Point localization data
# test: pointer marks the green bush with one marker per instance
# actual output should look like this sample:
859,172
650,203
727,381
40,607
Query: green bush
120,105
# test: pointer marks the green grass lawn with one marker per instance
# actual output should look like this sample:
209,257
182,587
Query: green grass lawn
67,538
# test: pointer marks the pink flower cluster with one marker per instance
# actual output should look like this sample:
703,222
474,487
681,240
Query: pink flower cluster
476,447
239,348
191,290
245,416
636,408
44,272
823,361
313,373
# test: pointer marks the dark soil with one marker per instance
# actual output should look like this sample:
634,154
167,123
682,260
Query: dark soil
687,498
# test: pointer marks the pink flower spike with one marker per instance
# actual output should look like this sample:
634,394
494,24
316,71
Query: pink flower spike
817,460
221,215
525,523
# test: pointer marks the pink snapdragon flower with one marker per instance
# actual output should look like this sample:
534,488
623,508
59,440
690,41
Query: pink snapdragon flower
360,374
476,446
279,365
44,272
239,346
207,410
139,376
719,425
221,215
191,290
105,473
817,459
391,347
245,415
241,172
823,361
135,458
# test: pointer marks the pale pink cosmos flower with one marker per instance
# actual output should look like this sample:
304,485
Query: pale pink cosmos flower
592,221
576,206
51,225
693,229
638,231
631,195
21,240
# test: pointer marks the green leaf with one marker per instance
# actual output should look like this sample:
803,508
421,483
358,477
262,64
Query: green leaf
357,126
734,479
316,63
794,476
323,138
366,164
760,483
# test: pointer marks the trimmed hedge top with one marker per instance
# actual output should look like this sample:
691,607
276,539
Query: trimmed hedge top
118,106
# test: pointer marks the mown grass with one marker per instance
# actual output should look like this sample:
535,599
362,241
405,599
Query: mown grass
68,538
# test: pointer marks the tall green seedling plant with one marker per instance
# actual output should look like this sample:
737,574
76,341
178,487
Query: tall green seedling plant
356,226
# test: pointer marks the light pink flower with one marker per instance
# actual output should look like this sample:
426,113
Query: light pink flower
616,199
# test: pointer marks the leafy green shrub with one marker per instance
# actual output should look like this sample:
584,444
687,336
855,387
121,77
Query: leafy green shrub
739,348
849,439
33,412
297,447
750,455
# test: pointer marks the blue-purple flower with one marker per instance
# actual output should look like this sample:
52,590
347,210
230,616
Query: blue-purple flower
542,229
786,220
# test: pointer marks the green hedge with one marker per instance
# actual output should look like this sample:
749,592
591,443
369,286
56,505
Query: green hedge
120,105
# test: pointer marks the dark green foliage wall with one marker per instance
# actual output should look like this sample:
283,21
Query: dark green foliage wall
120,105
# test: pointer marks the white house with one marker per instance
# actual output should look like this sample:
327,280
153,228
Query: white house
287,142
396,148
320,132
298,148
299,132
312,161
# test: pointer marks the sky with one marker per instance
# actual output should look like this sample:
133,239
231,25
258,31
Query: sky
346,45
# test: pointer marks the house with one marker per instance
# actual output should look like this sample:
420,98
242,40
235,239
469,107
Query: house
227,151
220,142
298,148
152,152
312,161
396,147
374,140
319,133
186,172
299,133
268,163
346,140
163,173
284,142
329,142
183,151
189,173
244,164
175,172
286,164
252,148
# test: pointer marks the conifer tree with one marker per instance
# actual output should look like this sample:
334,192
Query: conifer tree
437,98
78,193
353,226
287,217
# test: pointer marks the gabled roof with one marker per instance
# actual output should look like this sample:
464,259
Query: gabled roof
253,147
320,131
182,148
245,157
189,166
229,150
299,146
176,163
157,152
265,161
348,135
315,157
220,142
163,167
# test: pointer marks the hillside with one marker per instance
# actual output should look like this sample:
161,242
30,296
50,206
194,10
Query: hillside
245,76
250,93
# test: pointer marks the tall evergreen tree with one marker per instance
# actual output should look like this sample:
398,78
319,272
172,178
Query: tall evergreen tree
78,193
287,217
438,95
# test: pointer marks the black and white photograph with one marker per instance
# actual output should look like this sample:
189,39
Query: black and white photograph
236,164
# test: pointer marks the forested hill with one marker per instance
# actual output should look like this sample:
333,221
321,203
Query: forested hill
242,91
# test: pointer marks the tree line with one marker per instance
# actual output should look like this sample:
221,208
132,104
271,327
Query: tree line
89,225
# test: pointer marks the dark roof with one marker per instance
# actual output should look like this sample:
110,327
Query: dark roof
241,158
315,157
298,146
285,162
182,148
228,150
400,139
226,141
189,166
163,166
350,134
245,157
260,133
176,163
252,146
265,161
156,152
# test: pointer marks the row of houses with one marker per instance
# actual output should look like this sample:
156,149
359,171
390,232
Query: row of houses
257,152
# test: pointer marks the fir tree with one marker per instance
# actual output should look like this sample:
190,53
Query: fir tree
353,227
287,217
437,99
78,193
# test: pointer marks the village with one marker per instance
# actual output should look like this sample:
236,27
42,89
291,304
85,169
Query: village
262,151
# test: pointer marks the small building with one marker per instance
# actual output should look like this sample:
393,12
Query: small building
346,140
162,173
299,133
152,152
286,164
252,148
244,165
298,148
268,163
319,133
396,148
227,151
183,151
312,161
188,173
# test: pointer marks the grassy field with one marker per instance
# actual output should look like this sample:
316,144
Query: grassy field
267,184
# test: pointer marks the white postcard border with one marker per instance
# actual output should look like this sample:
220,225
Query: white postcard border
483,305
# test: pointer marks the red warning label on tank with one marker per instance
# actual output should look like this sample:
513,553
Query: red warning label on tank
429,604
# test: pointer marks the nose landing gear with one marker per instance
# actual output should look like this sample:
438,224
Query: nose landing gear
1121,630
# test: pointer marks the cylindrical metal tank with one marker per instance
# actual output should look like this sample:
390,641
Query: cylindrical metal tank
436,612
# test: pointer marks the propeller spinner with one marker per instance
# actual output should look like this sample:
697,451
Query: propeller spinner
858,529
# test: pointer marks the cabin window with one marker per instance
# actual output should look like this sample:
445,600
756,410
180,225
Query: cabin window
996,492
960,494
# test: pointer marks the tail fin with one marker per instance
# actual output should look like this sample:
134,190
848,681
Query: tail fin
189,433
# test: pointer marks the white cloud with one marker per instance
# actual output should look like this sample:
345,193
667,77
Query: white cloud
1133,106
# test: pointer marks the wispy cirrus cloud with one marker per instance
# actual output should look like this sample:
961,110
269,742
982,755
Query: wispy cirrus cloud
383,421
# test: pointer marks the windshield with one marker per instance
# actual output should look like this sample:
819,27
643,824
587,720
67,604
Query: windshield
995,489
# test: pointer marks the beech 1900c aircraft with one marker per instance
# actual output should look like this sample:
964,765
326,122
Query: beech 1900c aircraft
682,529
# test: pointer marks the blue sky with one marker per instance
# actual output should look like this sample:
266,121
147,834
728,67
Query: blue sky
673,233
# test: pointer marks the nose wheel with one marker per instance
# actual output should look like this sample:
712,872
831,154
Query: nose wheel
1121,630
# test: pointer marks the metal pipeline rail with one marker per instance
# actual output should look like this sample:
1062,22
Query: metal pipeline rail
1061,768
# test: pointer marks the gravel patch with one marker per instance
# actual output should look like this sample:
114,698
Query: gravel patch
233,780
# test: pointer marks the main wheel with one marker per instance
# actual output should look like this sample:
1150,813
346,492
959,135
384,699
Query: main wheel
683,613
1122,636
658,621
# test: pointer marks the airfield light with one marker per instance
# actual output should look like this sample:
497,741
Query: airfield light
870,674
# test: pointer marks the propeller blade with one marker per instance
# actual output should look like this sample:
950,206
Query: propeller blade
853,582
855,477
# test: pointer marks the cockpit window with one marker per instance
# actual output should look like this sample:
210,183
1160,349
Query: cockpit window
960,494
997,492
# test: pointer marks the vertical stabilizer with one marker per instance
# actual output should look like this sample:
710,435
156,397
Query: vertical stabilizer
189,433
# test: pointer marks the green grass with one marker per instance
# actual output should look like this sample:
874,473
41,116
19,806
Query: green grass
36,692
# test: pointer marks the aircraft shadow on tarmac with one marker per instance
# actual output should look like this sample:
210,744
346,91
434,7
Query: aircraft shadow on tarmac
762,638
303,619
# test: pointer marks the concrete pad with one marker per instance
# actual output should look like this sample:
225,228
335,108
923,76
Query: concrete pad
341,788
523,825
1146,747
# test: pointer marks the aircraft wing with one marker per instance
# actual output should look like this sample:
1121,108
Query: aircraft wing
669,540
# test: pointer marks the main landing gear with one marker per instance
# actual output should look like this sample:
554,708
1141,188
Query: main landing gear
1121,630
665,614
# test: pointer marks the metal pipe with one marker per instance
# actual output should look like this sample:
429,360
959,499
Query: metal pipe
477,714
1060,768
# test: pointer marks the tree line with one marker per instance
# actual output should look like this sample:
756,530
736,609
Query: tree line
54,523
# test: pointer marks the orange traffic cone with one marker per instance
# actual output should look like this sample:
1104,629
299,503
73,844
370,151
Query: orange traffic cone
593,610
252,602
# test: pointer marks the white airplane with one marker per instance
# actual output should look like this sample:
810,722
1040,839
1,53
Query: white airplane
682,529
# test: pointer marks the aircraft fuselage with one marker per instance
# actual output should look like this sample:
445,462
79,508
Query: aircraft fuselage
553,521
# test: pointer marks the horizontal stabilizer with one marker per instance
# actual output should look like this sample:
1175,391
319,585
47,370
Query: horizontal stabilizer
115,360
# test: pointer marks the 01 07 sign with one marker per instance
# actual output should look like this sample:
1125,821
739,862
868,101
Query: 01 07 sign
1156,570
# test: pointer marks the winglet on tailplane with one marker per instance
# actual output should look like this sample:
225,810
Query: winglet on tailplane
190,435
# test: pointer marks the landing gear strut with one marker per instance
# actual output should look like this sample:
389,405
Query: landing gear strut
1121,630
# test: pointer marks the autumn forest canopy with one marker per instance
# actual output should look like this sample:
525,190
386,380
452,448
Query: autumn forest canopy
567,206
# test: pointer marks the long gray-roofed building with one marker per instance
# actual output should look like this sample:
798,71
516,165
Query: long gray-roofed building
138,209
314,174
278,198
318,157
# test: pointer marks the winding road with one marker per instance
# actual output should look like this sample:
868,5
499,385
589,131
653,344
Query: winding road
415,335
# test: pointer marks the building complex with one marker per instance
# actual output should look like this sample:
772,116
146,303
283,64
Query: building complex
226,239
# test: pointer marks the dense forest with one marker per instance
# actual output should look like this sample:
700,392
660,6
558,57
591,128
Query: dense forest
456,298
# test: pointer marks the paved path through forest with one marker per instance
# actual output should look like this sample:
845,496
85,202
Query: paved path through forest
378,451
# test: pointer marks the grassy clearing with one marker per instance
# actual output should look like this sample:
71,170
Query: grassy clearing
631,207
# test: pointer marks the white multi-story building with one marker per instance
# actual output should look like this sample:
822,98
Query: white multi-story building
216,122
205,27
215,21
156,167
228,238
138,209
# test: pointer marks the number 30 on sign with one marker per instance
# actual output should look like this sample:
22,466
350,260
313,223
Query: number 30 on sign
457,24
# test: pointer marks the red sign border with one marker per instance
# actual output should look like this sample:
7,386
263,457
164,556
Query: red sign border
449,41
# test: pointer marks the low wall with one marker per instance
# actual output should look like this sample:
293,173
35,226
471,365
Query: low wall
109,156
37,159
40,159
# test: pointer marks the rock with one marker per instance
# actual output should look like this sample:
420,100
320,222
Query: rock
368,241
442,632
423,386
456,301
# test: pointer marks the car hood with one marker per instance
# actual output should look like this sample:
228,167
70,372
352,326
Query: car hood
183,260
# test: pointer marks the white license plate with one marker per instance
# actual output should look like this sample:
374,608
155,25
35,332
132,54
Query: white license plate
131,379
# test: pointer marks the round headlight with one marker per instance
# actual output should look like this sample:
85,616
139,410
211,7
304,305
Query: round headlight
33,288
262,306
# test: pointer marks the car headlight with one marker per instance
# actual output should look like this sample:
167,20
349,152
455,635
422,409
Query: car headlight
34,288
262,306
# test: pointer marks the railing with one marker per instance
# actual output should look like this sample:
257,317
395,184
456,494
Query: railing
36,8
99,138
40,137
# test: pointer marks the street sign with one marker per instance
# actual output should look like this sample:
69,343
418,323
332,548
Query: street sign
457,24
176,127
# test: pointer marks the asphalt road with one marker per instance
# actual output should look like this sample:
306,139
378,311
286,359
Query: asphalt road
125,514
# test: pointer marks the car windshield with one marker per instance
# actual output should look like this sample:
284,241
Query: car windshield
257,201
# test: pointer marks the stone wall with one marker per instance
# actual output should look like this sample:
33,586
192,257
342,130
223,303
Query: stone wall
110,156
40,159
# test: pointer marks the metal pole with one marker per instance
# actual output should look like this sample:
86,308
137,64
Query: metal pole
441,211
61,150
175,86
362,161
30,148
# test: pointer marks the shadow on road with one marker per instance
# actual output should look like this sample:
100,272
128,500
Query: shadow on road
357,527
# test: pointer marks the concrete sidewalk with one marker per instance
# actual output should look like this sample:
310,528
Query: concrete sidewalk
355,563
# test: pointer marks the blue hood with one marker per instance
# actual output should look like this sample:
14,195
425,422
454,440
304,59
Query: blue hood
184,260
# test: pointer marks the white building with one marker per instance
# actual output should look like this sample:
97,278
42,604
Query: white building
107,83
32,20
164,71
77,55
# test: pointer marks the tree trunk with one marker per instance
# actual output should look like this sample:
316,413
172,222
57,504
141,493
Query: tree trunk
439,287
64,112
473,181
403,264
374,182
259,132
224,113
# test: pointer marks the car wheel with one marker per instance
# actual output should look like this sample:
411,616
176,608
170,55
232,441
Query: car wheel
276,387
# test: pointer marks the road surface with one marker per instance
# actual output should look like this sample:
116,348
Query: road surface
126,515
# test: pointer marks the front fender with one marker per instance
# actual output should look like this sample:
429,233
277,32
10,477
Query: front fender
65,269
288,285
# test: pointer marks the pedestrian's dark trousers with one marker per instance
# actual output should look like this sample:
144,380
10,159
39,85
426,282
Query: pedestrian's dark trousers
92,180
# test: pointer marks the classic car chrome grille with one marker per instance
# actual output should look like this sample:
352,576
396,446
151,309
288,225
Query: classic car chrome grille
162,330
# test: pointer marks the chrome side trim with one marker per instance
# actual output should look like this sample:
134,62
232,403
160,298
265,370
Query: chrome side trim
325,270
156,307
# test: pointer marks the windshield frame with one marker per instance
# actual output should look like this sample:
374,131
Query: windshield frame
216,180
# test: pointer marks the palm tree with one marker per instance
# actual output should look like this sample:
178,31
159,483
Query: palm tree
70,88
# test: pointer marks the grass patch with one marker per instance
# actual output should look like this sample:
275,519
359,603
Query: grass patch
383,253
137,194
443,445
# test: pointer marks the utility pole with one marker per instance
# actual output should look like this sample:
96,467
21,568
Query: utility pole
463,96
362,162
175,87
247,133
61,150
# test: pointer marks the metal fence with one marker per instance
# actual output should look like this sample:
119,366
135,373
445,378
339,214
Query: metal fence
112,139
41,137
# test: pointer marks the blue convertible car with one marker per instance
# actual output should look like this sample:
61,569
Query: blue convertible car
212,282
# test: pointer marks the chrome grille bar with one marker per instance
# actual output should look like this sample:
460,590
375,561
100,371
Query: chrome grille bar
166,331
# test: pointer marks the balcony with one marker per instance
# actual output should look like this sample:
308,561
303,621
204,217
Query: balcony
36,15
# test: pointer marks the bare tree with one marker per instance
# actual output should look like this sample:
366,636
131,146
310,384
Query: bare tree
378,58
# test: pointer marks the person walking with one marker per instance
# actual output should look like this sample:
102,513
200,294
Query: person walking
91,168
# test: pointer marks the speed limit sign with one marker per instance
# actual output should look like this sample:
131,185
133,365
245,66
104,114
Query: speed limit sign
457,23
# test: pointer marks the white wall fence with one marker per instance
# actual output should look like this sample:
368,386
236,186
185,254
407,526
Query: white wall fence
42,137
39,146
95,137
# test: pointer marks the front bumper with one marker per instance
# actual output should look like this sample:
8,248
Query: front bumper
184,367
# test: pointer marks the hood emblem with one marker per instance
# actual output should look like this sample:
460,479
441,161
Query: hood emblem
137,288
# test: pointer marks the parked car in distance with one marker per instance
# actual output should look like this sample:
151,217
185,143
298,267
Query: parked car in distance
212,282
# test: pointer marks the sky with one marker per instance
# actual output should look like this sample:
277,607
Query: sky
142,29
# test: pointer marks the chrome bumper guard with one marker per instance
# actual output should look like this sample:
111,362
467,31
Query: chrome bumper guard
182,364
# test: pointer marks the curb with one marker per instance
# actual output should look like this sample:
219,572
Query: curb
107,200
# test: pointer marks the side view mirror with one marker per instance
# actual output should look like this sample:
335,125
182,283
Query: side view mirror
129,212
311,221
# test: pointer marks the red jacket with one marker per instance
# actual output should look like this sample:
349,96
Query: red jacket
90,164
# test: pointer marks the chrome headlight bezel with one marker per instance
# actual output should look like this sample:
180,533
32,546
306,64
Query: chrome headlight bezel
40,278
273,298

▶ [WORK REQUIRED] Return the lines above precisely as they appear, beginning at the first line and ending at the line with "# test: pointer marks the green grass lawn", and nothing after it.

▶ [TASK SOLUTION]
# test: pointer marks the green bush with one marker per instance
# actual output should look like this sample:
859,172
650,203
727,381
40,607
Query: green bush
120,105
# test: pointer marks the green grass lawn with one marker per instance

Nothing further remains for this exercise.